Problem statement = Reproduce word for word the part of the rows below that opens with the line containing "Where can the wooden" and closes with the line containing "[1172, 114]", including both of those lines and nothing else.
======== Provided material ========
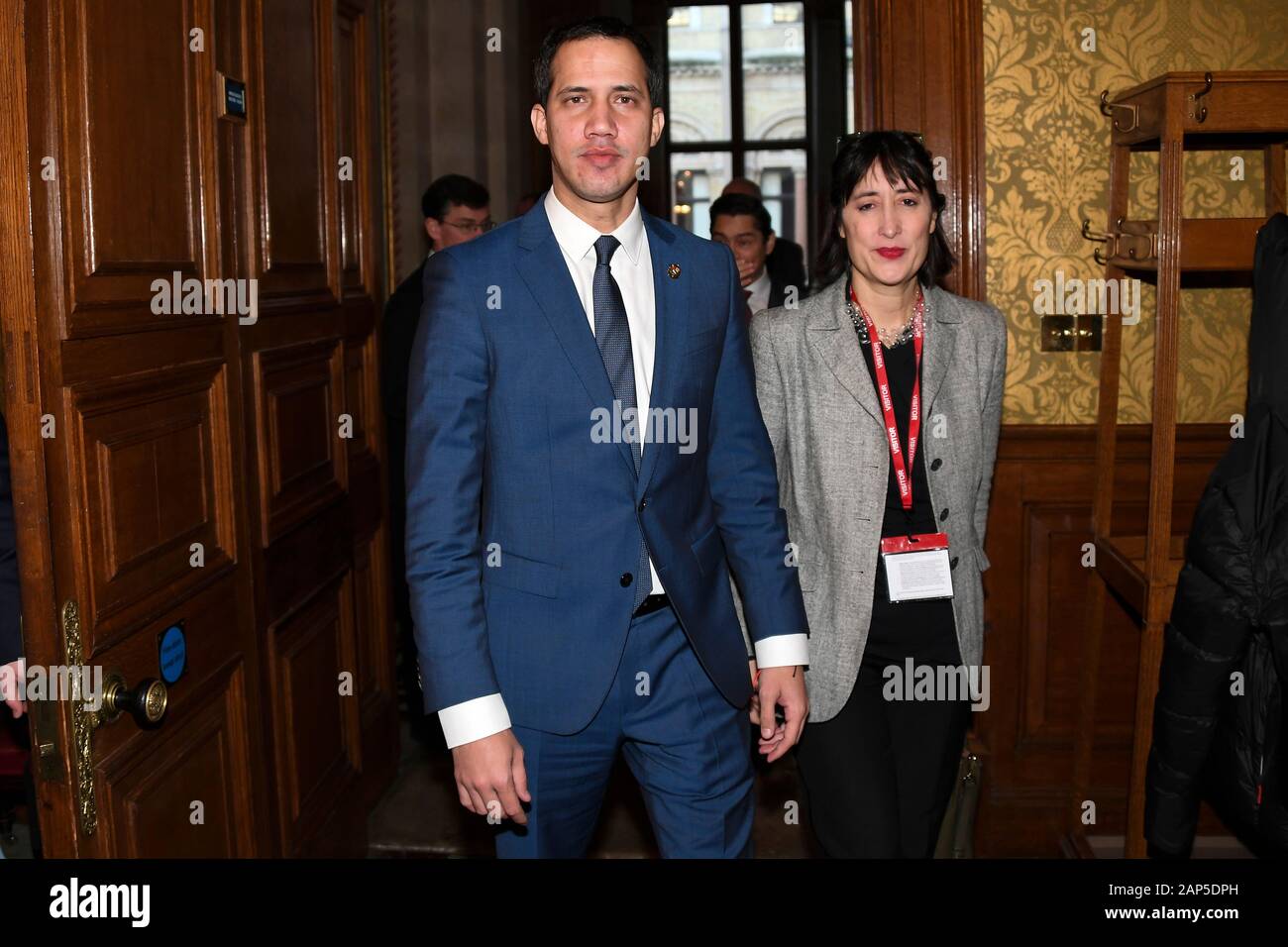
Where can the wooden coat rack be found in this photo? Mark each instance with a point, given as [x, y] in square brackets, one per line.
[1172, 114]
========
======== Provided material ========
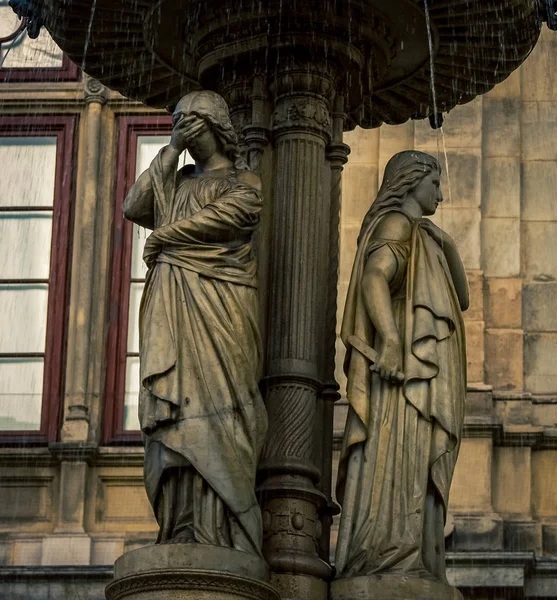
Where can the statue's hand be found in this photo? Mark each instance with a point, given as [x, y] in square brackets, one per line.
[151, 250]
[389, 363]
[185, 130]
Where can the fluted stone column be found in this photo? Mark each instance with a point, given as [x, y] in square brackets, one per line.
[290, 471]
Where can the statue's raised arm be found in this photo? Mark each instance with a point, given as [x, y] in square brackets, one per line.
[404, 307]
========
======== Provided material ========
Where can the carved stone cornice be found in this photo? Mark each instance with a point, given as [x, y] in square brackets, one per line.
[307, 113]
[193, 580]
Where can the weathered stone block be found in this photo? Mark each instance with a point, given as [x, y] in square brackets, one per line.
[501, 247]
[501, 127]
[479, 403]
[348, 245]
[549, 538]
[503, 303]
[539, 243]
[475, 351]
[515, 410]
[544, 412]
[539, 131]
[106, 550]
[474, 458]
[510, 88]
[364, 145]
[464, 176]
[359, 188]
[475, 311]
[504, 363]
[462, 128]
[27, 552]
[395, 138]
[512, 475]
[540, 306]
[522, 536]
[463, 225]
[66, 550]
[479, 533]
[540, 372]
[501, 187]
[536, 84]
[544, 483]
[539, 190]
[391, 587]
========
Result of the exercise =
Where can the wooden coat rack be found in this photo? Mark each instance with a point, given as [x, y] in square brackets, one per line.
[1172, 114]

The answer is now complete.